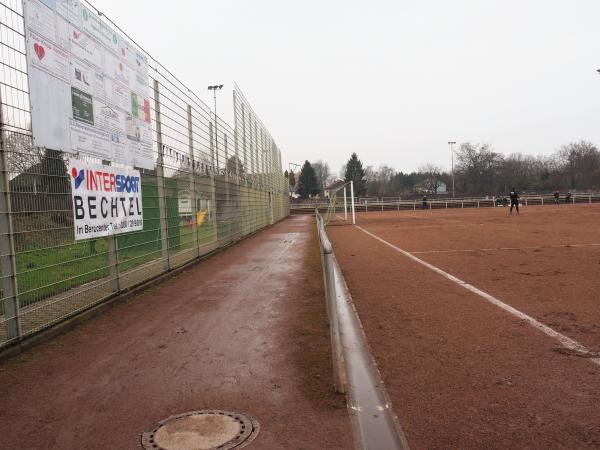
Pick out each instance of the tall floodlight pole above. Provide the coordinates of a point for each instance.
(215, 88)
(289, 172)
(451, 143)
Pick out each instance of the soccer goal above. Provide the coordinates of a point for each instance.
(340, 210)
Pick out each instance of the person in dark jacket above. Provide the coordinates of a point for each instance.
(514, 200)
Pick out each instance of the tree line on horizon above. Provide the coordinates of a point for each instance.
(479, 170)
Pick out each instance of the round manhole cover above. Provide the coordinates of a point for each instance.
(202, 430)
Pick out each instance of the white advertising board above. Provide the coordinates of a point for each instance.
(89, 86)
(106, 200)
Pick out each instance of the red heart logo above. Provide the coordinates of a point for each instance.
(39, 50)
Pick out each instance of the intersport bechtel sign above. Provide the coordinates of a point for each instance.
(106, 200)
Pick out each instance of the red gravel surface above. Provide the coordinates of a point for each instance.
(244, 331)
(461, 372)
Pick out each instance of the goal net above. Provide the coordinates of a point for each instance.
(340, 209)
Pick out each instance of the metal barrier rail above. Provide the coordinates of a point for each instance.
(355, 372)
(331, 300)
(481, 202)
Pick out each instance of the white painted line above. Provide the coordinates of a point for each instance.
(564, 340)
(503, 248)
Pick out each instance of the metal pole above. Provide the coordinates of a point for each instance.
(216, 134)
(8, 264)
(352, 202)
(113, 256)
(192, 181)
(160, 182)
(345, 205)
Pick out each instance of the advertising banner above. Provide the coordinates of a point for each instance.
(106, 200)
(89, 87)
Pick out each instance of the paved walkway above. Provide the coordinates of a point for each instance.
(244, 331)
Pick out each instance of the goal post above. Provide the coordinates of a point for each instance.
(340, 209)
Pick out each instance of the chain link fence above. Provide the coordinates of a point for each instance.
(212, 185)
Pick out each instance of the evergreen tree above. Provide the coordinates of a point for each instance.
(307, 184)
(356, 173)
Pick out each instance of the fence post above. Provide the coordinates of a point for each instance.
(345, 205)
(160, 182)
(8, 264)
(352, 202)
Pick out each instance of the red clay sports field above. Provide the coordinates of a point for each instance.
(485, 326)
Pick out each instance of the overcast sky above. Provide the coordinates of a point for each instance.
(390, 80)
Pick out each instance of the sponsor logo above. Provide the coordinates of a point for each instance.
(99, 181)
(78, 176)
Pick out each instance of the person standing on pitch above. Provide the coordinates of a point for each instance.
(514, 200)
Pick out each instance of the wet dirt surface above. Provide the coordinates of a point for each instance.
(245, 330)
(461, 372)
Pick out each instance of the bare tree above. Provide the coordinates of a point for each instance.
☆ ☆ ☆ ☆ ☆
Reproduce all the items above with "Pick out" replaced by "Locate" wherever it occurs, leaving everything else unchanged. Omit the pictures.

FINISHED EXERCISE:
Locate each instance of the tall floodlight pole above. Provide the coordinates of a point for each instance.
(215, 88)
(289, 172)
(451, 143)
Locate each instance of the soccer goal above. Provide the coordinates of a point for each instance.
(340, 210)
Locate each instance of the person in dark jacket above. Provide the coordinates of a point for each instance.
(514, 200)
Locate each instance of the tree line on horizon above. Provide the coordinates of a point for each instance.
(479, 170)
Locate each instance of the round manhole cover above. Provide the coordinates of a point for each instance.
(202, 430)
Locate each instance of the white advertising board above. Provide the coordinates of a point for each instance.
(89, 86)
(106, 200)
Locate each instance of the red heart logo above. Provide the coordinates of a point for each instance.
(39, 50)
Locate each instance of the intersport bechtel sign above. Provide the coordinates of a point for each instance.
(106, 200)
Locate each instance of the red gravel surface above. Provide the coordinates of a point for each instance.
(244, 331)
(461, 372)
Locate each instance of the goal net above. Provide the coordinates of a point for each instance.
(340, 209)
Locate each instance of the metal barrier rail above. Provide the coordinates of a point for each instance.
(355, 372)
(331, 300)
(481, 202)
Locate each instance of the white painted line above. Provide the coordinates of a point for each instance.
(564, 340)
(503, 248)
Locate each instance of the metal pole above. Provide the coordinates of a point for each instance.
(216, 134)
(8, 264)
(352, 202)
(113, 256)
(192, 181)
(160, 182)
(345, 205)
Locate each instance of the advertising banner above. Provide the coordinates of a point for each instance.
(106, 200)
(89, 87)
Locate each instance of the paved walkway above. Provide the coordinates of a point for each instance.
(244, 331)
Locate each instance of the goal post above. Provide the coordinates of a point for each instance.
(340, 209)
Locate each instance of the chain link fence above. Provide the coordinates of a point for each instance.
(212, 185)
Locate each instance of the evergreen tree above. Provide the coordinates of a point for each instance.
(307, 184)
(356, 173)
Locate each instance of the fence post above. Provide the coordinates of a point for each instance.
(345, 205)
(160, 182)
(8, 264)
(352, 202)
Locate each instance of the red clay sports field above. Provide the coordinates of a point for each instance.
(485, 326)
Locate each instance of the overcast sky above. Provide the coordinates of a point for each instance.
(390, 80)
Locate each instance of the sponsor logo above. Provide the coordinates of a point for each instance.
(99, 181)
(78, 176)
Locate each instance of the person standing on pitch above. Provide the coordinates of a point for each instance.
(514, 200)
Locate each instance of the wet dirt surface above. Provide the coordinates of a point for each instance.
(245, 330)
(461, 372)
Locate each instance of the bare tree above. Provide the coordinates of a point for each instance.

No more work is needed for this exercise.